-------- Raw data --------

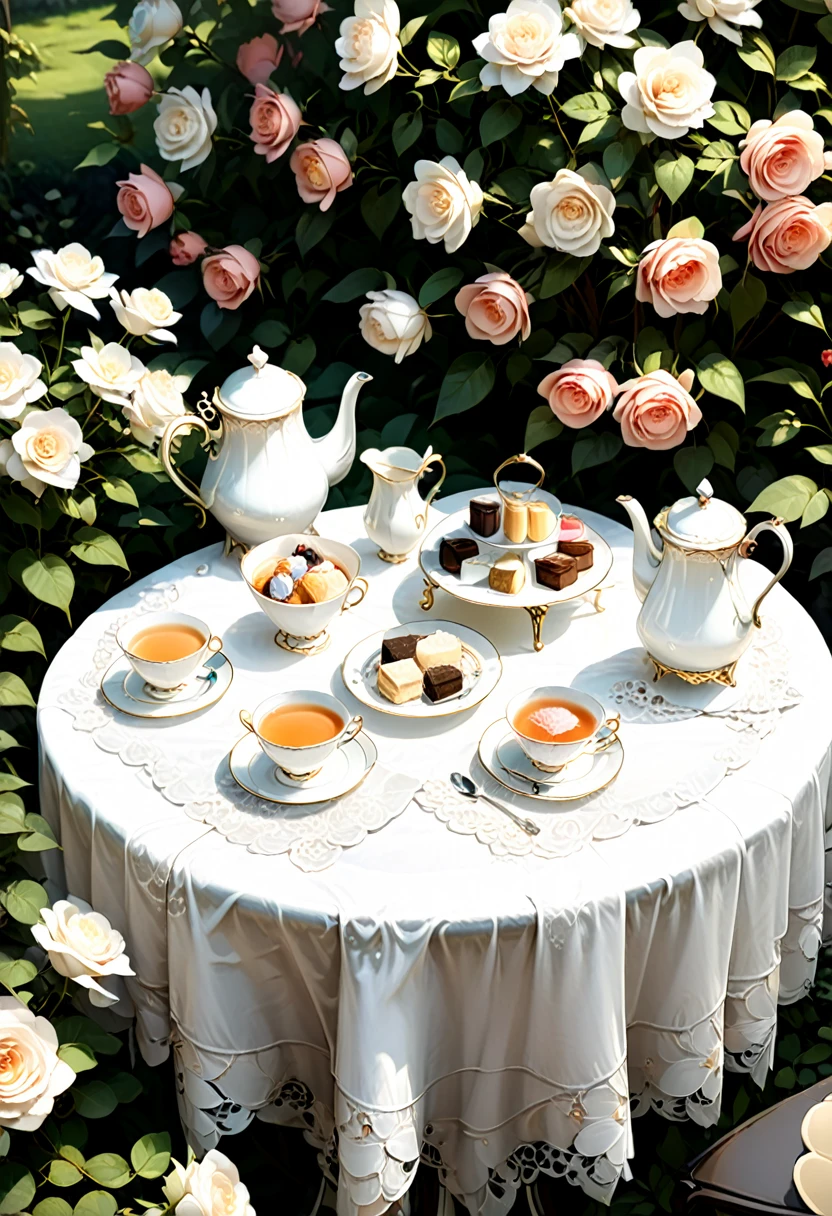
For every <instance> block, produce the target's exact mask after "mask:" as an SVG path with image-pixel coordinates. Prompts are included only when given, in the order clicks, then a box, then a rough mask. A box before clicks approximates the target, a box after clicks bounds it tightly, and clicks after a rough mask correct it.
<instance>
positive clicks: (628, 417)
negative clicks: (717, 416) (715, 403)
mask: <svg viewBox="0 0 832 1216" xmlns="http://www.w3.org/2000/svg"><path fill="white" fill-rule="evenodd" d="M692 384H693V372H692V371H690V368H688V370H687V371H685V372H682V373H681V376H680V377H679V379H674V378H673V376H671V375H670V372H665V371H663V370H662V368H659V371H656V372H648V373H647V375H646V376H639V377H637V378H636V379H631V381H628V382H626V384H622V395H620V396H619V399H618V404H617V405H615V409H614V411H613V418H614V420H615V422H620V424H622V439H623V440H624V443H625V444H626V446H628V447H650V449H651V450H652V451H664V450H667V449H668V447H678V446H679V444H681V443H684V440H685V435H686V434H687V432H688V430H692V429H693V427H696V426H697V423H699V422H702V411H701V410H699V406H698V405H697V404H696V401H695V400H693V398H692V396H691V392H690V390H691V385H692Z"/></svg>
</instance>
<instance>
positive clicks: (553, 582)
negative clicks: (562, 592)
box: [534, 553, 578, 591]
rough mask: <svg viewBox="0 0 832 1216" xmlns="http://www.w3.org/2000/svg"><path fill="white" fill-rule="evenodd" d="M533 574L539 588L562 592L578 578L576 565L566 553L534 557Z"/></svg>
mask: <svg viewBox="0 0 832 1216" xmlns="http://www.w3.org/2000/svg"><path fill="white" fill-rule="evenodd" d="M534 573H535V575H536V579H538V582H539V584H540V586H541V587H551V590H552V591H562V590H563V587H568V586H570V585H572V584H573V582H574V581H575V579H577V578H578V563H577V561H575V559H574V557H567V554H566V553H549V554H547V556H546V557H535V559H534Z"/></svg>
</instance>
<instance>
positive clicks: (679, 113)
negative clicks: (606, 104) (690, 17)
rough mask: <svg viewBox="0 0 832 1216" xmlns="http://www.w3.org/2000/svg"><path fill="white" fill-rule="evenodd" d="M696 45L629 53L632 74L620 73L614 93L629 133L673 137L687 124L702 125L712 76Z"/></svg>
mask: <svg viewBox="0 0 832 1216" xmlns="http://www.w3.org/2000/svg"><path fill="white" fill-rule="evenodd" d="M703 64H704V56H703V55H702V51H701V50H699V47H698V46H697V45H696V43H676V45H675V46H668V47H664V46H640V47H639V50H637V51H636V52H635V55H634V56H633V67H634V68H635V72H622V74H620V75H619V78H618V91H619V92H620V95H622V96H623V97H624V101H625V102H626V105H625V106H624V108H623V109H622V122H623V123H624V125H625V126H628V128H629V129H630V130H631V131H641V133H642V134H643V135H660V136H662V137H663V139H665V140H678V139H681V137H682V135H687V133H688V130H690V129H691V128H692V126H702V124H703V123H704V120H705V118H710V116H712V114H713V113H714V107H713V106H712V103H710V97H712V94H713V91H714V88H715V85H716V80H715V79H714V77H712V74H710V72H705V69H704V67H703Z"/></svg>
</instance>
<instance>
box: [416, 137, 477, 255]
mask: <svg viewBox="0 0 832 1216" xmlns="http://www.w3.org/2000/svg"><path fill="white" fill-rule="evenodd" d="M415 171H416V181H411V182H410V184H409V185H407V186H405V191H404V193H403V196H401V201H403V202H404V204H405V207H406V208H407V210H409V212H410V223H411V226H412V230H414V236H415V237H416V240H417V241H421V240H422V238H423V240H426V241H428V242H429V243H431V244H438V243H439V241H444V242H445V252H446V253H454V252H455V250H456V249H459V247H460V246H461V244H462V243H463V241H466V240H467V237H468V233H470V232H471V229H472V227H473V226H474V224H476V223H477V220H478V219H479V213H480V212H482V209H483V192H482V190H480V188H479V182H477V181H468V178H467V175H466V173H465V170H463V169H462V165H461V164H460V163H459V161H455V159H454V157H452V156H446V157H443V158H442V161H439V163H438V164H437V162H435V161H417V162H416V169H415Z"/></svg>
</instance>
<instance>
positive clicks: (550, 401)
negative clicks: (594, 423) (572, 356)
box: [538, 359, 618, 430]
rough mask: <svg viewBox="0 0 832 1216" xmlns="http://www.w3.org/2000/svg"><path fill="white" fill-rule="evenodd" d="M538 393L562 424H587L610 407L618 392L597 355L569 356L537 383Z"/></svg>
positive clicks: (612, 403)
mask: <svg viewBox="0 0 832 1216" xmlns="http://www.w3.org/2000/svg"><path fill="white" fill-rule="evenodd" d="M538 393H540V395H541V396H545V398H546V400H547V401H549V407H550V410H551V411H552V413H553V415H555V417H556V418H560V421H561V422H562V423H563V426H564V427H572V428H573V429H575V430H578V429H579V428H580V427H590V426H591V424H592V423H594V422H595V421H596V418H600V417H601V415H602V413H605V411H606V410H608V409H609V407H611V405H612V404H613V400H614V398H615V393H618V384H617V382H615V377H614V376H612V375H611V373H609V372H608V371H607V368H606V367H605V366H603V364H600V362H598V361H597V359H570V360H569V361H568V362H567V364H563V366H562V367H561V368H558V371H556V372H550V373H549V376H544V378H543V379H541V381H540V383H539V384H538Z"/></svg>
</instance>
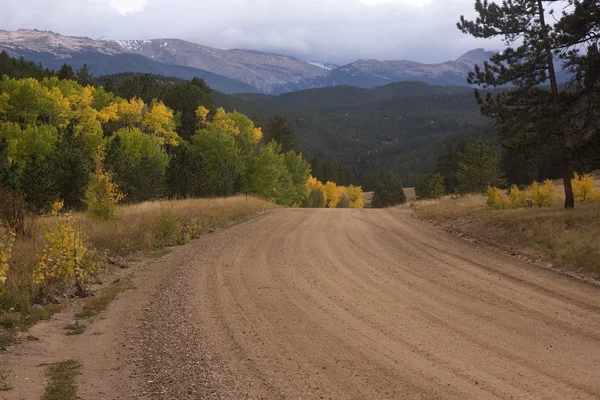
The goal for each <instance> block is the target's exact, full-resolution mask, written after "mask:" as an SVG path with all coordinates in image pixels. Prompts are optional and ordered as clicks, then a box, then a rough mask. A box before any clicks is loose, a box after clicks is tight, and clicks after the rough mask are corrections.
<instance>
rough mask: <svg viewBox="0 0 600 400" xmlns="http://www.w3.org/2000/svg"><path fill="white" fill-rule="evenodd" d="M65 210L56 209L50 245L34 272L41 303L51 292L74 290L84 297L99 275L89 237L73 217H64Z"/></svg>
mask: <svg viewBox="0 0 600 400" xmlns="http://www.w3.org/2000/svg"><path fill="white" fill-rule="evenodd" d="M62 207H63V203H62V202H56V203H55V204H54V206H53V208H52V214H51V218H52V219H53V220H54V221H53V223H52V224H51V225H50V226H49V227H47V228H46V229H45V238H46V243H47V244H46V245H45V247H44V250H43V252H42V255H41V256H40V261H39V263H38V265H37V266H36V267H35V269H34V272H33V284H34V285H35V286H36V287H37V288H38V291H39V293H38V295H39V296H40V297H41V298H40V300H45V297H46V295H47V294H50V293H49V292H50V291H59V292H61V291H64V290H69V289H72V288H75V289H76V294H79V295H83V294H85V293H86V291H87V284H88V283H89V282H90V281H91V278H92V277H93V276H94V275H95V274H96V272H97V265H96V263H95V262H94V261H93V260H92V259H91V254H90V250H89V244H88V242H87V237H86V236H85V235H84V234H83V232H82V231H81V228H80V226H78V225H77V224H76V221H75V218H74V216H73V215H72V214H71V213H67V214H64V215H60V211H61V209H62Z"/></svg>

--------

Filter the lines above so that only those with the string "after" remain, then copy them.

For every <instance> block, produce the target's exact mask after "mask:" as an SVG path with image-pixel coordinates. Prompts are included only when given, in the order clicks, then a box, then a rough mask. A box before clicks approximates the target, a box after clicks bounds it tightly, and clicks after a rough mask correct it.
The goal for each <instance> block is the target's exact, full-resolution mask, written after "mask:" as an SVG path with all coordinates in image pixels. Prompts are optional and ordered as clicks, then a box, then a rough mask. A box before any clicks is loose, a box after clicks is tight, and clicks after the rough mask are corrections.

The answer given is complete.